#### [ПОСТАВЛЕННАЯ ЦЕЛЬ]
Перепишите все пункты ниже слово в слово, не меняя ни строки. Изображения в ответ не включайте.

● ● ● ● ●

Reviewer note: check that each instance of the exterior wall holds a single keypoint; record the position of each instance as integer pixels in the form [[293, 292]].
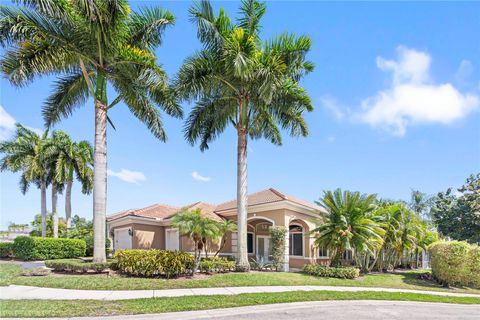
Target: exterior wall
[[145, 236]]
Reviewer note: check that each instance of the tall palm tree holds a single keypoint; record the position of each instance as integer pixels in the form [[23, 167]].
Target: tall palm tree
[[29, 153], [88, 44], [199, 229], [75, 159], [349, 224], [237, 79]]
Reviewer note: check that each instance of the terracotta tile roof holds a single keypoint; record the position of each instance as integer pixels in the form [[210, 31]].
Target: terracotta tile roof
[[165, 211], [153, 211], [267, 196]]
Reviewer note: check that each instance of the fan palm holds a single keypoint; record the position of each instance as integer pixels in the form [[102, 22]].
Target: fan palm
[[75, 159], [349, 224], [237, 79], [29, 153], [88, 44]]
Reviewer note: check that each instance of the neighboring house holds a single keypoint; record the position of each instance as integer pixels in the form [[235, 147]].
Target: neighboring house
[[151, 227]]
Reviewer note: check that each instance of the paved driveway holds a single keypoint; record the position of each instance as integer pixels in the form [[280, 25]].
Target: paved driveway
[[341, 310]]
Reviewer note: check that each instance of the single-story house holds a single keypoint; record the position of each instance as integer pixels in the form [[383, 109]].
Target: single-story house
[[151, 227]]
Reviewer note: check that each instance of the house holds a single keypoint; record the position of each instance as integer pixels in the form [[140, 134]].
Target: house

● ● ● ● ●

#### [РЕШЕНИЕ ЗАДАЧИ]
Reviewer note: check that each instance of the exterior wall holds a single keypoint; record the position of each instance as integer pixels in the form [[293, 292]].
Target: exterior wall
[[145, 236]]
Reviewer note: check that each instance of the tall palm tree holds a single keypoint; record the position of each instance as integer pixels in the form [[23, 167]].
Target: tall palm tree
[[29, 153], [88, 44], [199, 229], [75, 159], [349, 224], [237, 79]]
Reviewer note: check that each instance of the terracotta tile roof holds a single keypoint; record the position of each instance as integer pixels in the form [[210, 31]].
Target: terracotta tile roof
[[165, 211], [153, 211], [267, 196]]
Reviewer note: check that each instance of the fan palm holds a single keypoint; record the position of each instance as integer pixels in the form [[102, 22]].
Target: fan palm
[[75, 159], [349, 224], [237, 79], [29, 153], [88, 44]]
Reviewer note: check that each instance of the neighboring house holds a single keypoint; record the position of each instance as integer pixels in the form [[235, 147]].
Target: neighboring house
[[151, 227]]
Reviewer note: check that each instance of the paved driveway holds a single keypoint; record the position of each instance as integer pixels in the form [[280, 25]].
Target: paved driveway
[[341, 310]]
Reviewer note: check that each instance of the single-story house holds a single keypoint; record the position of each instance as integer pixels in the form [[383, 109]].
Target: single-story house
[[151, 227]]
Reviewer note: check that each instance of the house holds a single keypoint; record the position of each instance as integer pixels in the form [[140, 134]].
Target: house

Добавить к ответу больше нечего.